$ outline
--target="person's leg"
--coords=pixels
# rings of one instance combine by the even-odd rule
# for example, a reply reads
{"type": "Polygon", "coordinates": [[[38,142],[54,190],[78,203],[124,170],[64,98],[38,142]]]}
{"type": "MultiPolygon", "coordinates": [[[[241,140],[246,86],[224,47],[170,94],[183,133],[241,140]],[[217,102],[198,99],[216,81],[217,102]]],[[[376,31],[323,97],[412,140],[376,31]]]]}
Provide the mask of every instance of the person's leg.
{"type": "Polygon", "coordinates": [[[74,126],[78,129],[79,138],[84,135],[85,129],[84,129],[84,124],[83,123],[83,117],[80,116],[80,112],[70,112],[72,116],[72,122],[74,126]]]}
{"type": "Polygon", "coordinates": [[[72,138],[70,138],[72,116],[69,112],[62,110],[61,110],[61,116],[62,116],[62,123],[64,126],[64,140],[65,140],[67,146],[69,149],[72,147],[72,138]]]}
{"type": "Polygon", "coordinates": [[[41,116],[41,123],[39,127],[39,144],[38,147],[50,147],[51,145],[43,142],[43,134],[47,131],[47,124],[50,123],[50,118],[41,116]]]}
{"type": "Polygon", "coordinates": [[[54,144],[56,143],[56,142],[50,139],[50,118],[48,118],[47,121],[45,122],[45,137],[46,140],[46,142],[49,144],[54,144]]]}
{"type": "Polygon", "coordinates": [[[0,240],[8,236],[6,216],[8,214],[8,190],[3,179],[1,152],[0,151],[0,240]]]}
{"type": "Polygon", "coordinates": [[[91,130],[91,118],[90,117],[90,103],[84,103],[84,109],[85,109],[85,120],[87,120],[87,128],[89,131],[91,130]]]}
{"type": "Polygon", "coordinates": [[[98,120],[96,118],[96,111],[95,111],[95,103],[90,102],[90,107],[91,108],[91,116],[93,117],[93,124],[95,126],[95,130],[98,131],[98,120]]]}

- - -

Write out every line of the records above, keeping each one unchanged.

● SOLUTION TO THIS TASK:
$ outline
--target="person's leg"
--coords=pixels
# rings of one instance combine by the even-odd rule
# for example, a reply reads
{"type": "Polygon", "coordinates": [[[38,142],[54,190],[78,203],[124,170],[64,98],[38,142]]]}
{"type": "MultiPolygon", "coordinates": [[[[241,140],[246,86],[224,47],[170,94],[183,133],[241,140]],[[217,102],[198,99],[216,81],[217,102]]],[[[376,31],[323,97],[412,140],[376,31]]]]}
Provide the mask of every instance of the person's leg.
{"type": "Polygon", "coordinates": [[[74,126],[78,129],[79,138],[84,135],[85,129],[84,129],[84,124],[83,123],[83,117],[80,116],[80,112],[70,112],[72,116],[72,122],[74,126]]]}
{"type": "Polygon", "coordinates": [[[72,138],[70,138],[72,116],[69,112],[62,110],[61,110],[61,116],[62,116],[62,123],[64,126],[64,140],[65,140],[67,146],[69,149],[72,147],[72,138]]]}
{"type": "Polygon", "coordinates": [[[41,116],[41,123],[39,127],[39,144],[38,147],[50,147],[51,145],[43,142],[43,134],[47,131],[47,124],[50,123],[50,118],[41,116]]]}
{"type": "Polygon", "coordinates": [[[54,144],[56,143],[56,142],[50,139],[50,118],[48,118],[47,121],[45,122],[45,137],[46,140],[46,142],[49,144],[54,144]]]}
{"type": "Polygon", "coordinates": [[[0,240],[8,236],[6,216],[8,214],[8,190],[3,179],[1,152],[0,151],[0,240]]]}
{"type": "Polygon", "coordinates": [[[91,130],[91,118],[90,117],[90,103],[84,103],[84,109],[85,109],[85,120],[87,120],[87,128],[89,131],[91,130]]]}
{"type": "Polygon", "coordinates": [[[98,120],[96,118],[96,111],[95,111],[95,103],[90,102],[90,107],[91,108],[91,116],[93,117],[93,124],[95,126],[95,130],[98,131],[98,120]]]}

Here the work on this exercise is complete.